## Text passage
“trend_extrapolation” subpackage

This is the antiCPy.trend_extrapolation subpackage. It contains the class CPSegmentFit which incorporates all attributes needed to implement the Bayesian non-parametric fit which takes into account possible change points. The basic procedure is described in [vdL14] [K14] and the nomenclature is chosen congruent to that. Each of the calculation steps is realized by a class function of CP_segment_fit. You can follow the instructions of the cited papers to interpret the coding. For example, the segment fit can be applied to drift slope estimate \(\hat{\zeta}(t) \equiv y(x)\) time series computed with the antiCPy.early_warnings module.

class antiCPy.trend_extrapolation.cp_segment_fit.CPSegmentFit(x_data, y_data, number_expected_changepoints, num_MC_cp_samples, predict_up_to=None, z_array_size=100)

The CP_segment_fit class contains tools to perform a Bayesian segmental fit under the assumption of a certain number of change points.

Parameters

• x_data (One-dimensional numpy array of floats) – Given data on the x-axis. Saved in attribute x.

• y_data (One-dimensional numpy array of floats) – Given data on the y-axis. Saved in attribute y.

• number_expected_changepoints (int) – Number of expected change points in the fit.

## Exercise set
[A] Answer these from the CPSegmentFit documentation:
(i) Which cited works describe the basic procedure?
(ii) What is the default value of z_array_size?
(iii) In which attribute is y_data saved?
[B] Translate this sentence from the CPSegmentFit documentation into Spanish: "The CP_segment_fit class contains tools to perform a Bayesian segmental fit under the assumption of a certain number of change points."
[C] Retype everything in the CPSegmentFit documentation from "The CP_segment_fit class" down to "in attribute y.".
Draw only on the CPSegmentFit documentation, not on the listing.

## Extracted information
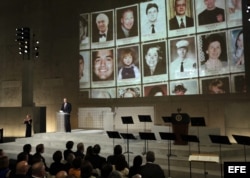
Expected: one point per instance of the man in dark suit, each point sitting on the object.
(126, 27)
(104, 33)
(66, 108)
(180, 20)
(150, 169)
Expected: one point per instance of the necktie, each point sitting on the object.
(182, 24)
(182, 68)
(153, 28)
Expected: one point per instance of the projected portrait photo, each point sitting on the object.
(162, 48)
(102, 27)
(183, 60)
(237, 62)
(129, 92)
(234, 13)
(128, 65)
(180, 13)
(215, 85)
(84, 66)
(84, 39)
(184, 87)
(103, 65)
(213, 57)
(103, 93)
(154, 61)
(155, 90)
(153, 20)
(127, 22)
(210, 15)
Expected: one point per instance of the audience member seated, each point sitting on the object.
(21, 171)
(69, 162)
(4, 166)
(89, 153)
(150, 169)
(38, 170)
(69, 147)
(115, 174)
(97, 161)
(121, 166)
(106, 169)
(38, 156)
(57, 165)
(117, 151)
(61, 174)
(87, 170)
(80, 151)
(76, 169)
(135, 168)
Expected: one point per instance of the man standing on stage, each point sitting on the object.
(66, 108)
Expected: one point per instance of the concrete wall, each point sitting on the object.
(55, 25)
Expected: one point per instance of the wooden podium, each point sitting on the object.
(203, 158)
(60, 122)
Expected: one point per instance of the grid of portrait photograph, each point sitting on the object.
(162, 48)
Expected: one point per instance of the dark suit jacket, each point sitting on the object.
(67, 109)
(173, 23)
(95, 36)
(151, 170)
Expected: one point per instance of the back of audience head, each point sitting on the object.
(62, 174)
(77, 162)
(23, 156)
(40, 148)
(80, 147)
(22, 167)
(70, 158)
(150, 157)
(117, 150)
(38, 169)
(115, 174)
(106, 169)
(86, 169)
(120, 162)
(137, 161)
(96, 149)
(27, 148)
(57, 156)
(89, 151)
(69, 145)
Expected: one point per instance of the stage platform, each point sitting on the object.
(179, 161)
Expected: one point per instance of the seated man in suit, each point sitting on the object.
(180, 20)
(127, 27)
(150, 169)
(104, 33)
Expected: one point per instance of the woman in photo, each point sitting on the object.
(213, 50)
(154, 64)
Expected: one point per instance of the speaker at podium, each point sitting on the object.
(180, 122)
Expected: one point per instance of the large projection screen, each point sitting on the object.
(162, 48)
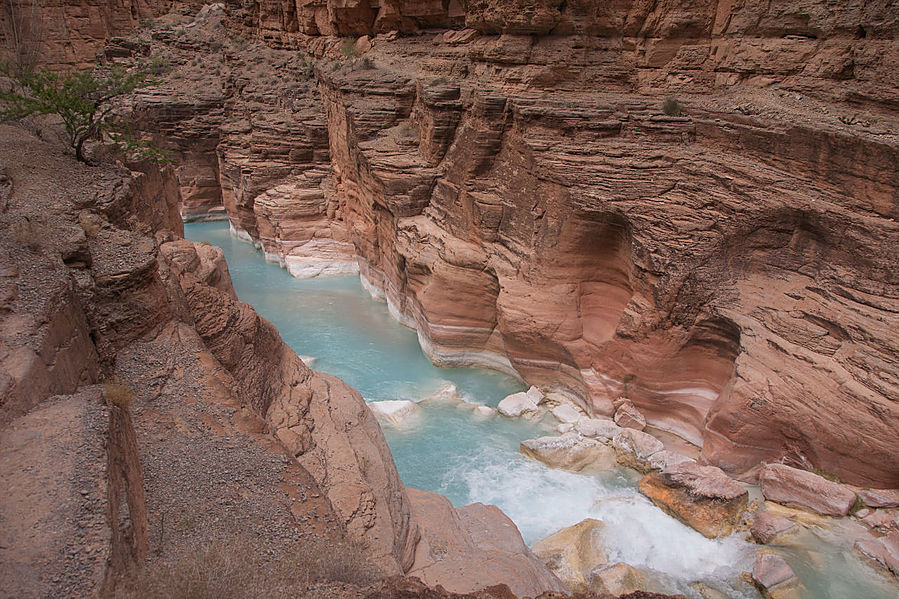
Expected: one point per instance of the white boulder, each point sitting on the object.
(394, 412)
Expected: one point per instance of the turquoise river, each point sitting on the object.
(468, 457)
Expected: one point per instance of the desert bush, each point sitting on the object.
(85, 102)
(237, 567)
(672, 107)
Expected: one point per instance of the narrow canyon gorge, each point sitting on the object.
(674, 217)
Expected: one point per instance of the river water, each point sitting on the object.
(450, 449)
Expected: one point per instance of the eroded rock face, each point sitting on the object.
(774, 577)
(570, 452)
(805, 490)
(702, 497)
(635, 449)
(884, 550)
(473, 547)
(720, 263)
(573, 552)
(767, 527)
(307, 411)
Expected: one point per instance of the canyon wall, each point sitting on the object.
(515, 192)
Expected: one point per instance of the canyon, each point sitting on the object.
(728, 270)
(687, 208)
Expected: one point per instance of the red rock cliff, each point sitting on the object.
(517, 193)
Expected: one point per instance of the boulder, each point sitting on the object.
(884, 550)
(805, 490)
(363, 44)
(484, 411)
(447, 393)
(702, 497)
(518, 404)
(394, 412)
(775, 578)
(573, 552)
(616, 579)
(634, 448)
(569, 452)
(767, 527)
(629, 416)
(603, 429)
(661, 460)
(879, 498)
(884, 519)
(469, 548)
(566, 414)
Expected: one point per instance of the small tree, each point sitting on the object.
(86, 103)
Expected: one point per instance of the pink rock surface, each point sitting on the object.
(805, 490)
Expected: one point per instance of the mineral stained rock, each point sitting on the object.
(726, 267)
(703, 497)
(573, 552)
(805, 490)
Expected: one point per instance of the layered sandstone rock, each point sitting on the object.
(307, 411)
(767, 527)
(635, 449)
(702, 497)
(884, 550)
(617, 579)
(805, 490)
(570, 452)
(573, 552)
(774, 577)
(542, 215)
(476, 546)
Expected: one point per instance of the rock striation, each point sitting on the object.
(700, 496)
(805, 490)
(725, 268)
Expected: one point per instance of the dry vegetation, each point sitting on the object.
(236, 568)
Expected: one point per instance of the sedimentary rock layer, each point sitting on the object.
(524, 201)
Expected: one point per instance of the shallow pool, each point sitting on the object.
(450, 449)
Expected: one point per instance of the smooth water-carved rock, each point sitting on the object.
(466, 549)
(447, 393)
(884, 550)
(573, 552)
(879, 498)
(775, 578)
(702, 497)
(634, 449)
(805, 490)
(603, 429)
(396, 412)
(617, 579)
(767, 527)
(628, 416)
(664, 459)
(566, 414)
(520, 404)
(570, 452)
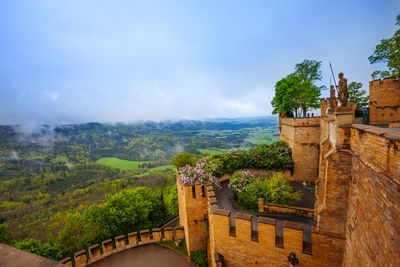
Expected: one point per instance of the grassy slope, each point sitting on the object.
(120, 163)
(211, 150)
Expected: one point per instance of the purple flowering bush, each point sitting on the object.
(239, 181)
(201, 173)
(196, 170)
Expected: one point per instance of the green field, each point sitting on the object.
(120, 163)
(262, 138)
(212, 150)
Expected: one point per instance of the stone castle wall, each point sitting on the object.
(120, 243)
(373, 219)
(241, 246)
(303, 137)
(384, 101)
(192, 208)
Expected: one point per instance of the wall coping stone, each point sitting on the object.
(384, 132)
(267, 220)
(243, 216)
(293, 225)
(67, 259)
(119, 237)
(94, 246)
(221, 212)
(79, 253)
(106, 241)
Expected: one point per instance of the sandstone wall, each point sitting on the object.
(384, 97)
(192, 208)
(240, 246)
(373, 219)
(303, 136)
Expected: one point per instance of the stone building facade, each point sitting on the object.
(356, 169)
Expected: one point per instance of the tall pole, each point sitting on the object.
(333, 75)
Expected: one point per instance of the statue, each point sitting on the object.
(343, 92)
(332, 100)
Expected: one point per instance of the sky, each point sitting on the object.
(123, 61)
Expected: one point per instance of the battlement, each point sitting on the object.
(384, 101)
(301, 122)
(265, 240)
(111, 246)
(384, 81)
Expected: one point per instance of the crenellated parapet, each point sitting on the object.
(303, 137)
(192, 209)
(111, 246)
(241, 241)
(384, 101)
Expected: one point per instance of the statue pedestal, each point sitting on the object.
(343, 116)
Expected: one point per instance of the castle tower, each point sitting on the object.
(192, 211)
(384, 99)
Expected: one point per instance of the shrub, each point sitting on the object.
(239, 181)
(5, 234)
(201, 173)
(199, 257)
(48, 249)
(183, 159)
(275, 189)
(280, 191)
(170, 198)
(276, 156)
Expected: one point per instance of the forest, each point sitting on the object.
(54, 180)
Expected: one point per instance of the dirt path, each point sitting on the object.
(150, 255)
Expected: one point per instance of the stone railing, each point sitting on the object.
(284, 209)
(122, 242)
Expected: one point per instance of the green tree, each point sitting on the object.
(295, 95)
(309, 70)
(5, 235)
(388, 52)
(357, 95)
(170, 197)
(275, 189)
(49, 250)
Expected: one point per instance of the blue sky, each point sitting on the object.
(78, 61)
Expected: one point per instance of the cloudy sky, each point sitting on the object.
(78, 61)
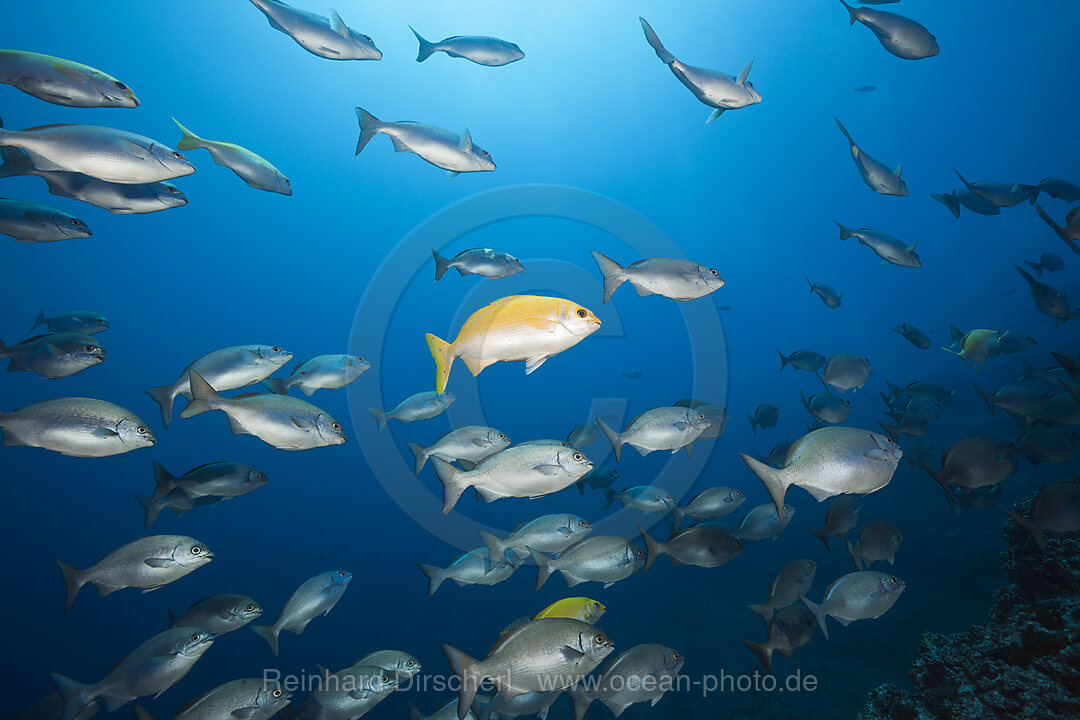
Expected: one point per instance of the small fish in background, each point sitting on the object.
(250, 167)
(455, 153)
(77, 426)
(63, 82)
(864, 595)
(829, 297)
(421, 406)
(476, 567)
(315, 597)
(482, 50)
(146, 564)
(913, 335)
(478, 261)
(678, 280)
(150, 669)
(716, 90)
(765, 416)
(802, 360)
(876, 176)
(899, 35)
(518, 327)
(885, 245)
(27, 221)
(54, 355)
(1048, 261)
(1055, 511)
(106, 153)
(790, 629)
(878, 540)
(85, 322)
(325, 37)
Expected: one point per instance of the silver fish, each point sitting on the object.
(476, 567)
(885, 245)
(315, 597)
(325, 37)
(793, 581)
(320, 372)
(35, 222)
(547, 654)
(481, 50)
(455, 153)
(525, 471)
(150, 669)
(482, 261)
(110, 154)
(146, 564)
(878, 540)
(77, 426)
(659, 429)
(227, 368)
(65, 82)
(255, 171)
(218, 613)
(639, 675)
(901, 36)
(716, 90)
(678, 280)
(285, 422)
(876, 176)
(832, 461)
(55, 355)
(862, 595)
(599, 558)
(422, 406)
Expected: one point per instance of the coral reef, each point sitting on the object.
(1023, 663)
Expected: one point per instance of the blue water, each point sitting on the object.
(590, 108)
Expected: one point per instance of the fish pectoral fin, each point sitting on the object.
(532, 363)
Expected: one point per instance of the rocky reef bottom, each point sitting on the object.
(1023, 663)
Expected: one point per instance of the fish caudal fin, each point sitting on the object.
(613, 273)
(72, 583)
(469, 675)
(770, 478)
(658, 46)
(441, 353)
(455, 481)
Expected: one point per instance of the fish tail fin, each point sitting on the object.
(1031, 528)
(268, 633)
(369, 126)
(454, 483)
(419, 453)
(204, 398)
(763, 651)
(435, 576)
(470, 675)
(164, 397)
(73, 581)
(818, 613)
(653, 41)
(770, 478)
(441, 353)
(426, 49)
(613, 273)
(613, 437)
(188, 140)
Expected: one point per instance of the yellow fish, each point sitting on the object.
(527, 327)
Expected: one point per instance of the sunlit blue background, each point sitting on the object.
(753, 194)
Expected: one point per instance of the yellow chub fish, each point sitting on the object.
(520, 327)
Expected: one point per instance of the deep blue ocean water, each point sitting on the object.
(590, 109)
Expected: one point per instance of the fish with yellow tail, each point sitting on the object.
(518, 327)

## Answers per task
[A]
(i) [vdL14] and [K14]
(ii) 100
(iii) y

[B] La clase CP_segment_fit contiene herramientas para realizar un ajuste segmentario bayesiano bajo el supuesto de un cierto número de puntos de cambio.

[C]
The CP_segment_fit class contains tools to perform a Bayesian segmental fit under the assumption of a certain number of change points.

Parameters

• x_data (One-dimensional numpy array of floats) – Given data on the x-axis. Saved in attribute x.

• y_data (One-dimensional numpy array of floats) – Given data on the y-axis. Saved in attribute y.